__Provided text__.
►

# StingRay Help



## eddyhead (Nov 6, 2007)

Does anyone on here belong to a fourm for Stingrays? or know of any fourms??


----------



## dracofish (Jul 13, 2003)

I've kept Rays now for a number of years so if you have any questions you can ask here. I also have a dedicated Ray forum on my message board...the link is located in my signature.


----------



## eddyhead (Nov 6, 2007)

dracofish said:


> I've kept Rays now for a number of years so if you have any questions you can ask here. I also have a dedicated Ray forum on my message board...the link is located in my signature.


I dont really have any questions yet, its like 2 years i want to get my first one, so i just wanted to start reading fourms and getting all the knowledge i can, and i also i just wanted to look at pics of peoples set up, and what rays they got

thank you


----------



## swack (May 29, 2007)

...........com message boards have a stingray section

Lets refrain from the links please-

We got our own Ray people on board here...

Draco-Can answer n e ?'s that one might have...


----------



## JD7.62 (Apr 7, 2005)

MFK is better...


----------



## eddyhead (Nov 6, 2007)

◄

__Written exercise 1__.
Name each distinct username that posts in the stingray forum thread.
__Written exercise 2__.
Carry the stingray forum thread forward from its final line.

[Stored dataset items]

►

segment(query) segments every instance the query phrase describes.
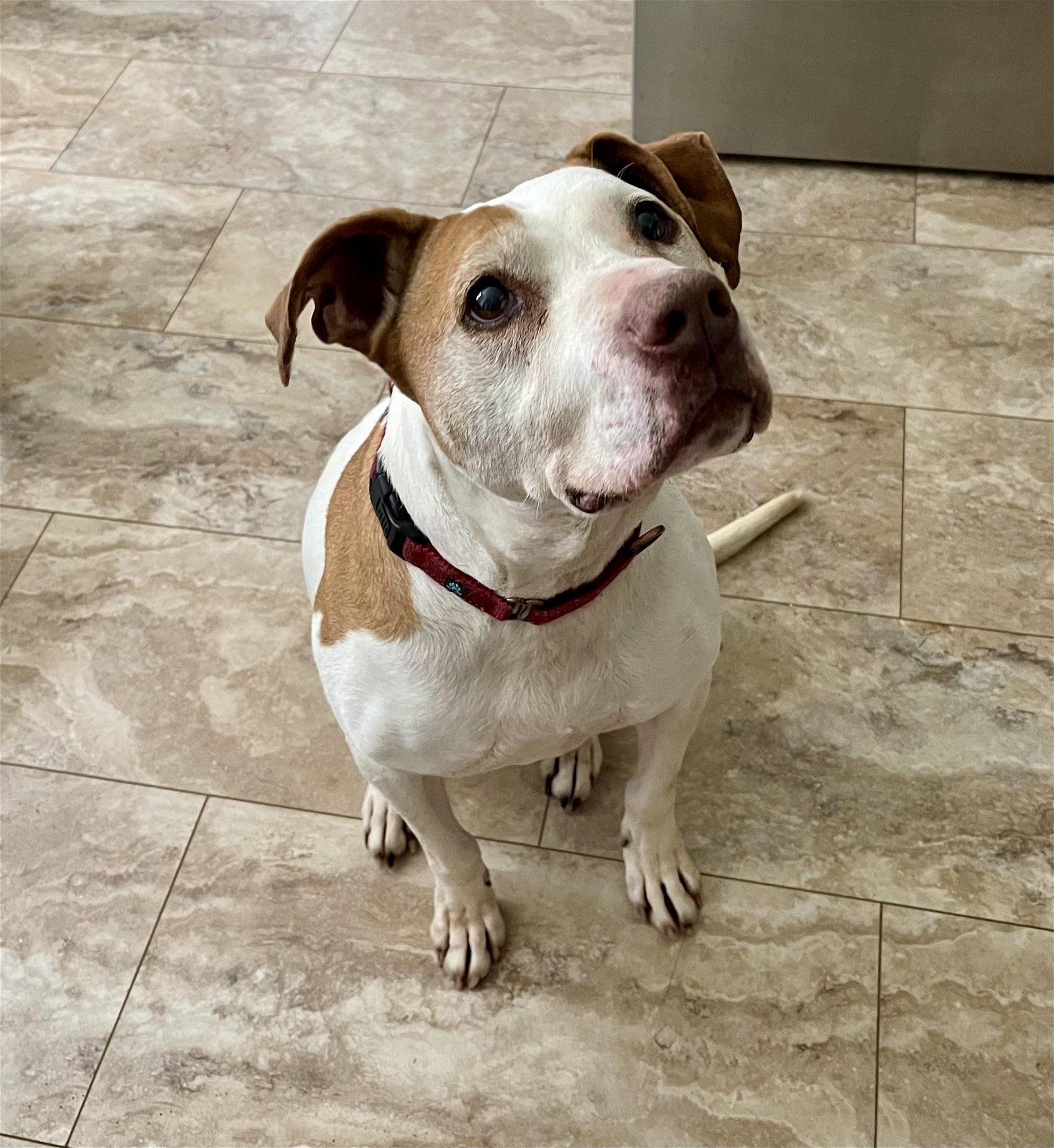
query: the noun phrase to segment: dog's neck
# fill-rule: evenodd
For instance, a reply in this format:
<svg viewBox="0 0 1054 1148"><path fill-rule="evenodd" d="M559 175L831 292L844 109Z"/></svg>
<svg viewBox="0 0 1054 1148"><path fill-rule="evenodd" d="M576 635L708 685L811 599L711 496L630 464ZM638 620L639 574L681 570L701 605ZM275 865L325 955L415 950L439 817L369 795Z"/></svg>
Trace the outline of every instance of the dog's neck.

◄
►

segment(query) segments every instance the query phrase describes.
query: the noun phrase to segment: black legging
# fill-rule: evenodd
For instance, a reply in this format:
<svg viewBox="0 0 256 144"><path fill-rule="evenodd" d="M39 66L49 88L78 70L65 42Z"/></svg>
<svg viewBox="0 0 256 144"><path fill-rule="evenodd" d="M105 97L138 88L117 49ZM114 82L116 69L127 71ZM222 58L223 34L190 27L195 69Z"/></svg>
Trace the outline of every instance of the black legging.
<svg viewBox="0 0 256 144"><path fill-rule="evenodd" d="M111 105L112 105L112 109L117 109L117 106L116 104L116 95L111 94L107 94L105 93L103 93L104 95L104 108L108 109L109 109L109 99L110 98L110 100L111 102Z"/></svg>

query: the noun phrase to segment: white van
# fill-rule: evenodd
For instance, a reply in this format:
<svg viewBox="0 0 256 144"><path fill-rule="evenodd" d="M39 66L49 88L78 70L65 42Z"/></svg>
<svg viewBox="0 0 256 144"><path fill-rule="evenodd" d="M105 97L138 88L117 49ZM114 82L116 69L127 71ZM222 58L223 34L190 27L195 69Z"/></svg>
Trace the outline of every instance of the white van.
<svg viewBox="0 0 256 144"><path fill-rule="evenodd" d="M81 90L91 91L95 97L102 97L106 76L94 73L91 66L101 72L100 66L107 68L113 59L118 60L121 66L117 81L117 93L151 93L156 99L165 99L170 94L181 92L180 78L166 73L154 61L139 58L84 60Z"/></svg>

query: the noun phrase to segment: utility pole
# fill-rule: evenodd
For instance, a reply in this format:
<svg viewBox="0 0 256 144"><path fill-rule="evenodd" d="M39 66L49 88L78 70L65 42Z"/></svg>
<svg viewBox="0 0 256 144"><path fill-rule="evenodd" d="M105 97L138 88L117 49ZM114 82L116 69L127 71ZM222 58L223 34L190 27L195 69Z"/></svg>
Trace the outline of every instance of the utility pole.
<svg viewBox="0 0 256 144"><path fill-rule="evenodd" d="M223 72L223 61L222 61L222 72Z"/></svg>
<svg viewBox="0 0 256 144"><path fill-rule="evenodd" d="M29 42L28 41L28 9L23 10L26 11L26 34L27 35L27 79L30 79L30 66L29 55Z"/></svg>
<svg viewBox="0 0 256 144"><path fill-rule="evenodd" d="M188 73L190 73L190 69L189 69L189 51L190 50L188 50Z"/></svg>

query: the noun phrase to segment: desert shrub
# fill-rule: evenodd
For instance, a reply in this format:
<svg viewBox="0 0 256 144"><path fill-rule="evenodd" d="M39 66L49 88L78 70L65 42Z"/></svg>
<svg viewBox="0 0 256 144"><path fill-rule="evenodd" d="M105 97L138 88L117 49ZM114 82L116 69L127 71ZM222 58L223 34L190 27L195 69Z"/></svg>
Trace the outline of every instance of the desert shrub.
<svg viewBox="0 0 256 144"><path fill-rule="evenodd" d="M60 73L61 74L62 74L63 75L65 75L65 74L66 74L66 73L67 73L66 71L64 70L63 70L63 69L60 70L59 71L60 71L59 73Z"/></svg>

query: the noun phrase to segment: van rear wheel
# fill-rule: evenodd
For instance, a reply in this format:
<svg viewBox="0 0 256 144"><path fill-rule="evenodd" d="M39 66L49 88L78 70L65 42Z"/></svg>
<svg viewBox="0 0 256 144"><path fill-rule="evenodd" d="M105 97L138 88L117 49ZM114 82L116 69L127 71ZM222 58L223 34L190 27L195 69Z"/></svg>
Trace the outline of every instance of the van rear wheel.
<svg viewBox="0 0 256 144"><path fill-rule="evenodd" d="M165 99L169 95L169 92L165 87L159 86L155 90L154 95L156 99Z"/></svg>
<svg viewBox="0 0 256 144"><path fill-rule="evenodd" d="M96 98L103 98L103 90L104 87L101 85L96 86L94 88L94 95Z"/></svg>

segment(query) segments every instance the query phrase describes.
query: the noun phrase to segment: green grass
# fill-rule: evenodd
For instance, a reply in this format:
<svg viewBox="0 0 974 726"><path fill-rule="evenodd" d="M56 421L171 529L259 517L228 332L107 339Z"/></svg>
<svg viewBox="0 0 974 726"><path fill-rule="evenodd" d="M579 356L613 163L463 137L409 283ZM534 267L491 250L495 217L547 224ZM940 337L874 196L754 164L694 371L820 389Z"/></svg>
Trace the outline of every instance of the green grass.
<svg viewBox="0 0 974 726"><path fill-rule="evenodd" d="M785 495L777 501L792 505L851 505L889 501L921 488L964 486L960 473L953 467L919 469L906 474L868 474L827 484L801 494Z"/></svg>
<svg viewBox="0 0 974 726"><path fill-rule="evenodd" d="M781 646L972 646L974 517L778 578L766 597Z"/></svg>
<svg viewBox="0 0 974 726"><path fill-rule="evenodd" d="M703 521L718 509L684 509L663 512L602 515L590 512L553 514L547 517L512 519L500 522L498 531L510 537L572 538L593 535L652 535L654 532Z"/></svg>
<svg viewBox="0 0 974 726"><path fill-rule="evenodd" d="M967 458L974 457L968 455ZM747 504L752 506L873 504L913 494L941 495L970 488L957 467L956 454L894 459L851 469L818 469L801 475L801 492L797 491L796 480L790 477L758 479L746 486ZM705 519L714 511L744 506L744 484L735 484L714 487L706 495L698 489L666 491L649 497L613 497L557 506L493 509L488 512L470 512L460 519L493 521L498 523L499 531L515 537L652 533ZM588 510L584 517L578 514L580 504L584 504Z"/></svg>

◄

__Exercise output 1__.
eddyhead, dracofish, swack, JD7.62

__Exercise output 2__.
JD7.62 said:


> MFK is better...


wats mfk?


----------



## mike123 (Jul 17, 2006)

monster fish keepers


----------



## dracofish (Jul 13, 2003)

There's also a dedicated Ray forum on AP (link in my sig). We have a number of staffers and regular posters that have even regularly bred their Rays.


----------



## bob351 (Oct 23, 2005)

go to mfk or ap both amazing info for rays or just pm draco or me i have had rays for about 2 years now, but limited experience with breeding or other species than motoro for me.


----------



## eddyhead (Nov 6, 2007)

HOw so i was tinking and could smeone tell me if this would be an ok DIY tank for a Stingray, obviously they need a big footprint, but what about how high does it need? i was thinking about making a like a tank that was like 36" Wide, 40 Long and 12 High would this be ok? mainly i'm wondering if 12" would be ok on Heights if all im going to have in there is a Ray? i just want like a big footprint but not very tall


----------



## JD7.62 (Apr 7, 2005)

That foot print would be OK for a lone male ray (stay significantly smaller then females) but the water volume is only about 75 gallons which is not enough. You need IMO at least 150 gallons for a large adult (figure 15") ray as their bio load is HUGE and 75 gallons is simply not enough water to safely handle that type of load.


----------



## vamptrev (May 26, 2007)

i had two 8 or 9 inch motoros in a 140 gal and had to do 50% waterchanges every day


----------



## eddyhead (Nov 6, 2007)

vamptrev said:


> i had two 8 or 9 inch motoros in a 140 gal and had to do 50% waterchanges every day


are your serious? why is that? that sounds like a lil overboard?


----------



## JD7.62 (Apr 7, 2005)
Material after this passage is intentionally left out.